WORK REQUEST
Here the job is to return only the lines of the material, exactly, from the first one to the line with "Locate the rear quarter".

AVAILABLE DATA
=== Begin Enclosure ===

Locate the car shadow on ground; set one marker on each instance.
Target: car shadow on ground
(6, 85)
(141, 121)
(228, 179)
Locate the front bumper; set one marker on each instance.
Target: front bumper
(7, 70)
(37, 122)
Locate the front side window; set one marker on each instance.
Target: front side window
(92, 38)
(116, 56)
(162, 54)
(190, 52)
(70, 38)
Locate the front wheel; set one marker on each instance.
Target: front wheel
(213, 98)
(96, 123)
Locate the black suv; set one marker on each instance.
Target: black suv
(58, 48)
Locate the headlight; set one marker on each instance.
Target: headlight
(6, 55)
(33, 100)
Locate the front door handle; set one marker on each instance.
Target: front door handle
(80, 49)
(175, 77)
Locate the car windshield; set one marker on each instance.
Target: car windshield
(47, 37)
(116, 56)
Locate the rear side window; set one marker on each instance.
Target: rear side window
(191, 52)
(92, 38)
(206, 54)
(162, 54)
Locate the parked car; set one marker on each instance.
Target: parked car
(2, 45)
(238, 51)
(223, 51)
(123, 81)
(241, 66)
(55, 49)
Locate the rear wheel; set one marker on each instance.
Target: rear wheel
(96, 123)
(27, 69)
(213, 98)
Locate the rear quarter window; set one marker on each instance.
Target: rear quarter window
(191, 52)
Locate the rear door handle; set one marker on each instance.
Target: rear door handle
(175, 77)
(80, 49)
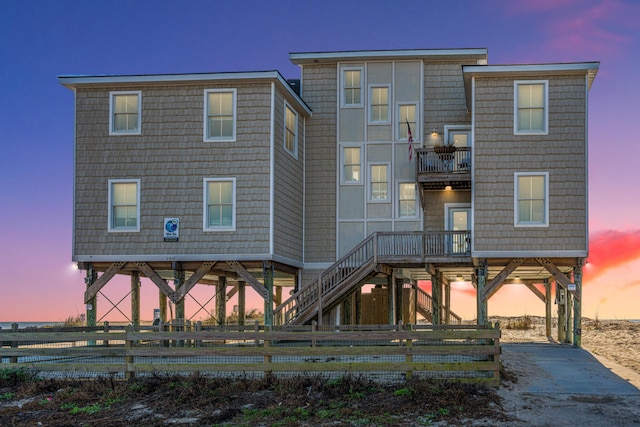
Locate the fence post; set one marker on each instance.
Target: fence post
(314, 328)
(128, 360)
(105, 329)
(409, 328)
(267, 357)
(198, 328)
(14, 344)
(496, 357)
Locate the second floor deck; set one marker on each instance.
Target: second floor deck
(439, 167)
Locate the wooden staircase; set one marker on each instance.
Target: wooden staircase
(343, 277)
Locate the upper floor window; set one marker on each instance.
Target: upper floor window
(219, 204)
(407, 117)
(291, 131)
(352, 87)
(220, 115)
(531, 108)
(379, 104)
(531, 201)
(351, 161)
(407, 200)
(124, 205)
(125, 113)
(379, 181)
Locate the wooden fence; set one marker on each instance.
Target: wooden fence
(382, 352)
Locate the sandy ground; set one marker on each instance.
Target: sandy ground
(614, 343)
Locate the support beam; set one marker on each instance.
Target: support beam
(248, 278)
(91, 303)
(221, 301)
(241, 302)
(482, 309)
(162, 302)
(547, 306)
(561, 300)
(98, 283)
(496, 283)
(195, 278)
(536, 291)
(577, 306)
(560, 277)
(135, 299)
(267, 270)
(436, 298)
(447, 302)
(178, 282)
(390, 306)
(157, 280)
(399, 304)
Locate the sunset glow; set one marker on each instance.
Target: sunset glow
(39, 282)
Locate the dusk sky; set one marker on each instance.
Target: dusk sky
(40, 40)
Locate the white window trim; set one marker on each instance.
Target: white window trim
(416, 200)
(516, 221)
(112, 131)
(343, 181)
(205, 213)
(343, 104)
(416, 133)
(110, 227)
(369, 101)
(294, 153)
(205, 121)
(545, 131)
(369, 182)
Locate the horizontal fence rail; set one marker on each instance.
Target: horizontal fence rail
(382, 352)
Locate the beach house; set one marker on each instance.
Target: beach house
(334, 195)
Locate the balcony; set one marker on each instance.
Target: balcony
(439, 167)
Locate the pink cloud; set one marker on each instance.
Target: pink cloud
(611, 249)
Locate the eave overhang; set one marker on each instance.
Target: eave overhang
(472, 54)
(77, 81)
(590, 69)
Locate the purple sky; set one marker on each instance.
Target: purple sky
(42, 39)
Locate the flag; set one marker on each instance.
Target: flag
(410, 141)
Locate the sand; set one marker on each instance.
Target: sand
(615, 343)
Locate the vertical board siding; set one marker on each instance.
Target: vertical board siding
(499, 153)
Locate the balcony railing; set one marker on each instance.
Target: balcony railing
(443, 160)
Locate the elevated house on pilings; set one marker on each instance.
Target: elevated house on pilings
(375, 167)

=== End Enclosure ===

RESPONSE AREA
Locate the car shadow on ground; set one marker on each instance.
Target: car shadow on ground
(6, 85)
(141, 121)
(228, 179)
Locate the front bumper; set one marker on each instance.
Target: front bumper
(7, 70)
(37, 122)
Locate the front side window; set one marker on each instance.
Target: front side window
(92, 38)
(116, 56)
(162, 54)
(190, 52)
(70, 38)
Locate the front wheel; set one marker on each instance.
Target: front wheel
(213, 98)
(96, 123)
Locate the black suv; set one marker on each instance.
Target: black suv
(58, 48)
Locate the headlight; set one marker on each instance.
Target: headlight
(6, 55)
(33, 100)
Locate the front door handle; set one marker on each instance.
Target: front door handle
(80, 49)
(175, 77)
Locate the car windshield; set one marker on each instance.
Target: car windshield
(47, 37)
(116, 56)
Locate the rear side window; set one marker on each instance.
Target: rear side window
(191, 52)
(92, 38)
(206, 54)
(162, 54)
Locate the parked car; set one marker on each instance.
Target: parked car
(2, 45)
(238, 51)
(223, 51)
(123, 81)
(241, 66)
(55, 49)
Locate the rear wheel; set one marker on each instance.
Target: rear wheel
(96, 123)
(27, 69)
(213, 98)
Locate the rear quarter window; set one marker on each instance.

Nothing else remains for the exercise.